La place et le rôle de l’Union européenne – première puissance commerciale mondiale – dans la mondialisation sont aujourd’hui bousculés par plusieurs facteurs, tels que la montée en force de nouvelles puissances, la politique néo-mercantiliste américaine et des divisions politiques internes. L’UE est-elle armée pour y faire face ?

L’Union européenne (UE) est dotée d’une série d’attributs de la puissance parmi lesquels figure la politique commerciale commune (PCC). Cette dernière, qui n’a eu de cesse de se consolider au fil du temps, est devenue l’un des plus solides leviers de projection internationale de l’UE. Toutefois, elle est aujourd’hui confrontée à plusieurs défis.

La politique commerciale, un levier d’influence internationale

L’UE constitue une entité économique, institutionnelle et politique sui generis basée sur l’adhésion volontaire des États. Durant ces trente dernières années, sa construction a été parsemée d’embuches et de crises d’ordres multiples (politique, financière, économique, sécuritaire ou migratoire). Mais paradoxalement, c’est durant cette même période qu’elle a connu l’extension et l’approfondissement les plus conséquents de son histoire. Les traités de Maastricht (1992), d’Amsterdam (1997), de Nice (2000) et de Lisbonne (2009) ont chacun à leur tour contribué à bâtir l’édifice européen actuel et à élargir davantage ses compétences de sorte qu’il puisse progressivement s’affirmer comme acteur de la scène internationale. Les outils dont l’UE dispose lui permettent, théoriquement, de mener des actions dans le domaine de la sécurité et de la défense, d’exercer un rôle dans le commerce international, le développement ou l’humanitaire, ainsi que de tisser des liens étroits avec des acteurs de son environnement géographique proche et éloigné tant au travers de ses politiques d’élargissement et de voisinage que de ses relations diplomatiques ; sans compter que plusieurs politiques internes de l’UE ont une composante externe (euro, environnement, marché commun, visas). Bref, l’UE dispose aujourd’hui d’un éventail de politiques qui couvre les enjeux les plus conséquents de l’action internationale contemporaine (1).

####################

TRAVAIL DEMANDÉ:
(A) Indiquez si chacune des affirmations suivantes est conforme à l’extrait sur l’Union européenne, en répondant par oui ou par non et en citant les mots décisifs du texte.
(i) La politique commerciale commune est devenue l’un des plus solides leviers de projection internationale de l’UE.
(ii) Le traité de Nice date de 1997.
(iii) L’UE repose sur l’adhésion obligatoire des États.
(B) Recopiez fidèlement le passage de l’extrait sur l’Union européenne compris entre « L’Union européenne (UE) » et « confrontée à plusieurs défis. », ces deux segments inclus.
(C) Répondez brièvement aux questions suivantes à partir de l’extrait sur l’Union européenne.
(i) Quel traité est daté de 1992 ?
(ii) Quelle place l’UE occupe-t-elle dans le commerce mondial ?
(iii) Quelles politiques internes de l’UE ayant une composante externe sont citées entre parenthèses ?

DONNÉES PRÉSENTÉES:
####################

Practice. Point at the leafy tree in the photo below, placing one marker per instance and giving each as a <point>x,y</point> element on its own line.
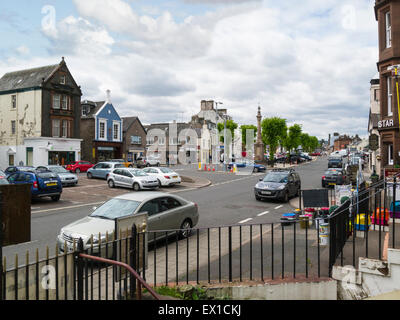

####################

CORRIGÉ DES EXERCICES:
(A)
(i) Oui : « est devenue l’un des plus solides leviers de projection internationale de l’UE ».
(ii) Non : « d’Amsterdam (1997), de Nice (2000) ».
(iii) Non : « basée sur l’adhésion volontaire des États ».

(B)
L’Union européenne (UE) est dotée d’une série d’attributs de la puissance parmi lesquels figure la politique commerciale commune (PCC). Cette dernière, qui n’a eu de cesse de se consolider au fil du temps, est devenue l’un des plus solides leviers de projection internationale de l’UE. Toutefois, elle est aujourd’hui confrontée à plusieurs défis.

(C)
(i) Le traité de Maastricht.
(ii) Elle est la première puissance commerciale mondiale.
(iii) L’euro, l’environnement, le marché commun et les visas.